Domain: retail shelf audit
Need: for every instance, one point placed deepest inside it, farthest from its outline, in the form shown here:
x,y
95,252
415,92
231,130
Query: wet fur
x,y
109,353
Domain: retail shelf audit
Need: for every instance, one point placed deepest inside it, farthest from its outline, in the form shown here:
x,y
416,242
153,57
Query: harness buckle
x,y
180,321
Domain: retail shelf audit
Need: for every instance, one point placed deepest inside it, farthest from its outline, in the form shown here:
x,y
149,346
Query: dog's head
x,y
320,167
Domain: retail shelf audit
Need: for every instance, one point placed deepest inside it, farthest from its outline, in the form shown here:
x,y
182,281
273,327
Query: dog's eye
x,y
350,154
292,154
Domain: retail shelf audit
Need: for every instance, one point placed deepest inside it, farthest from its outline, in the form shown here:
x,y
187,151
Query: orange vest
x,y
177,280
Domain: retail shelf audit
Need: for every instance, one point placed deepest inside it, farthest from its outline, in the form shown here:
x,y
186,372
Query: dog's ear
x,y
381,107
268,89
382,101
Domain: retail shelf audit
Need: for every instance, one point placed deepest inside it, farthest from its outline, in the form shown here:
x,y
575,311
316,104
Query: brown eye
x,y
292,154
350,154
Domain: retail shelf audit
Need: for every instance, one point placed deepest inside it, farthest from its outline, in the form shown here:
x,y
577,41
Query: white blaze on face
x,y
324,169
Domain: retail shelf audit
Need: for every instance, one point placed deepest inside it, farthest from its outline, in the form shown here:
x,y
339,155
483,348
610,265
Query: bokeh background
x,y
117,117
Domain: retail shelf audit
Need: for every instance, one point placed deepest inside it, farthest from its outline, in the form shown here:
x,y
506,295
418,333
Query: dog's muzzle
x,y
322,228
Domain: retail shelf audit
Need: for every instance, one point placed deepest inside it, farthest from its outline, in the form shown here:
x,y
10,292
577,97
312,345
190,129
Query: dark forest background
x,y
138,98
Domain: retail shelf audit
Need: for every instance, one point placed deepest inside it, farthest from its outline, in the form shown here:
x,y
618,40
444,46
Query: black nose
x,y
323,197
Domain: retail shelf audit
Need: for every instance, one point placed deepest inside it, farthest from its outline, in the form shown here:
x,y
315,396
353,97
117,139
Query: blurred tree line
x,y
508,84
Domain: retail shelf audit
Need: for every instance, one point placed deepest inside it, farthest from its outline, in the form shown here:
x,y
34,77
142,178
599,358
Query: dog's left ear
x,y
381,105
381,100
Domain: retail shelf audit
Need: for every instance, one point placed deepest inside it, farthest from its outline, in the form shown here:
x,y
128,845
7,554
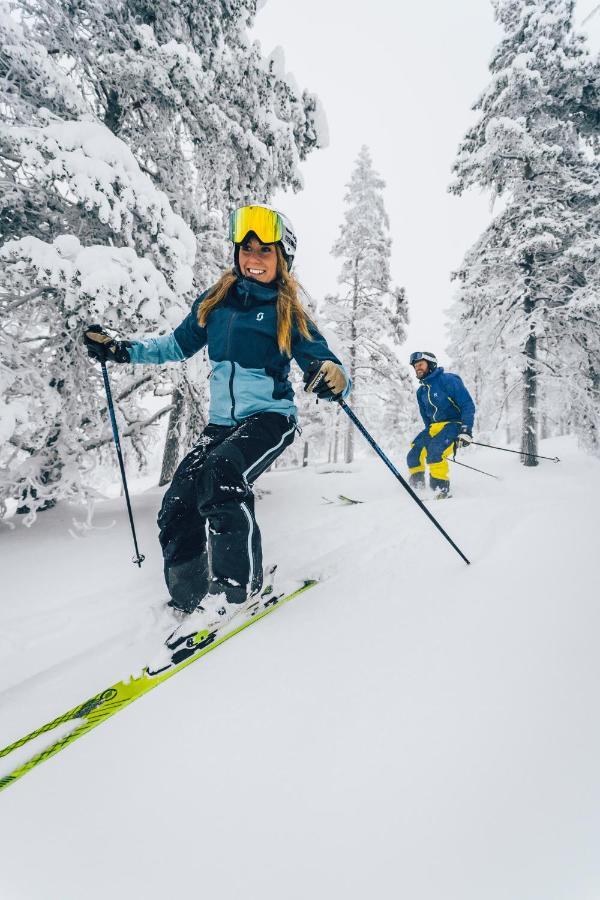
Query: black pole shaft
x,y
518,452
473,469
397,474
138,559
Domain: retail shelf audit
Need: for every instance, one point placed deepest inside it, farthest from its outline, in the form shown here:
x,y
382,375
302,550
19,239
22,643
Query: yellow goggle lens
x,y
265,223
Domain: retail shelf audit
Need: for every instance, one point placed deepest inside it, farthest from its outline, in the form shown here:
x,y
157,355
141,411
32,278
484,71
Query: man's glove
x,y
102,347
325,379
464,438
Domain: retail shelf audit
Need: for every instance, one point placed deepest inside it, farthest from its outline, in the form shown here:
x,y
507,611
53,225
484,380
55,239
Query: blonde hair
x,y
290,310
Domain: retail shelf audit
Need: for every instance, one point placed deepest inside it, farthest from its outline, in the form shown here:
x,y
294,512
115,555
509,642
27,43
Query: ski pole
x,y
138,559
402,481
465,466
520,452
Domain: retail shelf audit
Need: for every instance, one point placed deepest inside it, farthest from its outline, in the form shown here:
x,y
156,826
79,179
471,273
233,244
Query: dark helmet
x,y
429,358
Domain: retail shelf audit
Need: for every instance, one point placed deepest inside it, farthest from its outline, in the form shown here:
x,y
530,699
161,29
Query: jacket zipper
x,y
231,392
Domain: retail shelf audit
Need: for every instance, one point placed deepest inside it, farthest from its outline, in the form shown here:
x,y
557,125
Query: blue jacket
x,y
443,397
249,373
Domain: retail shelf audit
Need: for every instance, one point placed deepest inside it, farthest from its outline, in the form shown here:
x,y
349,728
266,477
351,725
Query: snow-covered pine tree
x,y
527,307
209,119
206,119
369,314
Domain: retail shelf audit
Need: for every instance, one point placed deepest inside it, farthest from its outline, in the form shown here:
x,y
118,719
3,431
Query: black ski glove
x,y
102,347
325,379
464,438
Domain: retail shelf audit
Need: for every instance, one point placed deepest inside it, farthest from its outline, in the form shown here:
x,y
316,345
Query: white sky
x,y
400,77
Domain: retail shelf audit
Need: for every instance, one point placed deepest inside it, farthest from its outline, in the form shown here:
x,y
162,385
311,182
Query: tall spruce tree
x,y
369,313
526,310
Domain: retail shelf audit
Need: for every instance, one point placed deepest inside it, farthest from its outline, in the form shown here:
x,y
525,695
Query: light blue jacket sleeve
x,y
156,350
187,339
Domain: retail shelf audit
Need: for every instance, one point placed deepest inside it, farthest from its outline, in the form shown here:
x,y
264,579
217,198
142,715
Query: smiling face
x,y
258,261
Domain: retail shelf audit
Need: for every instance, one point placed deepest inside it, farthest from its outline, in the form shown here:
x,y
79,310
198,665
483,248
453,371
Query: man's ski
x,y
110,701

CHALLENGE: All of the material above is to be copied exactly, except for its images.

FINAL ANSWER:
Domain: retail shelf audit
Need: for every instance, one point placed deepest inside it, farthest from its outline, in the form shown here:
x,y
95,252
415,92
231,130
Query: wet fur
x,y
109,353
Domain: retail shelf audit
Need: for every instance, one point placed deepest inside it, farthest from its outline, in the form shown here:
x,y
416,242
153,57
Query: harness buckle
x,y
180,321
Domain: retail shelf audit
Need: for every instance, one point placed deepest inside it, farthest from its outline, in the form shown here:
x,y
149,346
Query: dog's head
x,y
320,167
Domain: retail shelf audit
Need: for every instance, one point placed deepest inside it, farthest from its outline, in the form shown here:
x,y
182,281
273,327
Query: dog's eye
x,y
350,154
292,154
Domain: retail shelf audit
Need: for every instance, one point placed deepest inside it, farthest from its outline, in the form shown here:
x,y
187,151
Query: orange vest
x,y
177,280
Domain: retail shelf audit
Need: for every instance, one point placed deepest inside it, farthest from its outline, in the form shown here:
x,y
186,372
Query: dog's ear
x,y
381,107
268,89
382,101
Domain: retail shelf audit
Need: for every instance, one point placed deepest inside it, farthest from its outline, in the form shown here:
x,y
575,311
316,104
Query: brown eye
x,y
292,154
350,154
Domain: retail shelf audit
Need: for every instance, one point placed deepest inside it, farthest from its outline, in the form shown here:
x,y
577,41
Query: white blaze on face
x,y
324,169
Domain: retail shelf audit
Need: for every instance, one point placed deepest inside it, farthest from its outline, in the form shown here:
x,y
339,155
483,348
610,265
Query: bokeh background
x,y
117,117
Domain: retail shelf audit
Need: for every instance, one point placed deepest inside it, farthest from its outline, in the form shown here:
x,y
506,295
418,333
Query: dog's muzzle
x,y
322,228
Domain: retail shelf audit
Need: for every instance, one point placed deepest inside it, farthest from its outline, in the form shown here:
x,y
10,292
577,97
312,345
190,129
Query: dark forest background
x,y
138,98
Domain: retail shelf audit
Need: for every instance, one point placed deepest inside it, farthest from its outline, in the form shown here:
x,y
618,40
444,46
Query: black nose
x,y
323,197
Domain: retail shelf audit
Need: for every instance, one point placed deepest inside it, farthest from its outline, in the form shown here:
x,y
315,396
353,97
117,139
Query: blurred tree line
x,y
508,84
Domain: retail shelf audit
Need: for every instance, one point placed deepest inside it, farthest from its outline, in the form shown here:
x,y
34,77
142,178
599,358
Query: dog's left ear
x,y
381,105
381,100
Domain: retail shelf audit
Need: for every instance, one point placed deepest inside it, farthest from its outline, in the form shown here:
x,y
128,845
7,554
Query: black pole shaft
x,y
518,452
473,469
397,474
138,559
Domain: retail shelf audit
Need: for every instance, one point placed deepest inside it, farthest from its outline, in the form shown here:
x,y
382,375
302,550
19,239
22,643
Query: yellow goggle lens
x,y
265,223
Domain: retail shelf audit
Need: for every instance, one point placed deepest inside it, farthest from its outline, in the form shown here:
x,y
157,355
141,411
32,278
484,71
Query: man's glove
x,y
102,347
325,379
464,438
Domain: retail shelf audit
Need: for every instance, one point placed deepest inside it, farthest from its outline, in the form shown here:
x,y
507,611
53,225
484,380
55,239
Query: blonde hair
x,y
290,310
Domain: retail shelf audit
Need: for every instance, one point placed deepest inside it, farthest from its outline, in the form shown here:
x,y
294,512
115,555
509,642
27,43
Query: ski pole
x,y
138,559
402,481
465,466
520,452
Domain: retail shelf audit
Need: for every instance, one point placed deepest inside it, farthest from its outline, in the form shown here:
x,y
156,826
79,179
471,273
233,244
Query: dark helmet
x,y
429,358
Domain: retail shelf audit
Need: for every instance, one point placed deepest inside it, farthest from its outline, in the form shown here:
x,y
530,699
161,29
Query: jacket zipper
x,y
231,392
Domain: retail shelf audit
Need: for every instance, one point placed deepest inside it, farthest from its outline, in the form shown here:
x,y
557,125
Query: blue jacket
x,y
443,397
249,373
Domain: retail shelf audit
Need: for every instance, one point placed deepest inside it, farthest from its outline, in the form shown here:
x,y
349,728
266,477
351,725
Query: snow-covered pine tree
x,y
527,307
209,119
206,119
369,314
Domain: retail shelf audit
Need: for every instance, one point placed deepest inside it, farthest from its outline, in the form shown here:
x,y
118,719
3,431
Query: black ski glove
x,y
102,347
325,379
464,438
Domain: retail shelf audit
Need: for every instance, one point placed deepest inside it, farthest from its outline, in the form shown here:
x,y
316,345
Query: white sky
x,y
400,77
Domain: retail shelf audit
Need: for every instance, one point placed deepest inside it, farthest from its outline, in the form shown here:
x,y
162,385
311,182
Query: tall spruce tree
x,y
369,313
526,310
Domain: retail shelf audit
Need: for every instance, one point placed deepest inside it, farthest from its outline, in the form shown here:
x,y
525,695
Query: light blue jacket sleeve
x,y
156,350
187,339
Domain: retail shelf audit
Need: for every instance, one point placed deepest inside it, farthest from its outline, in the form shown here:
x,y
264,579
217,198
142,715
Query: smiling face
x,y
258,261
Domain: retail shelf audit
Need: for every instance, one point placed deepest inside it, farthest from its outline, in the form shown here:
x,y
79,310
198,665
483,248
453,371
Query: man's ski
x,y
110,701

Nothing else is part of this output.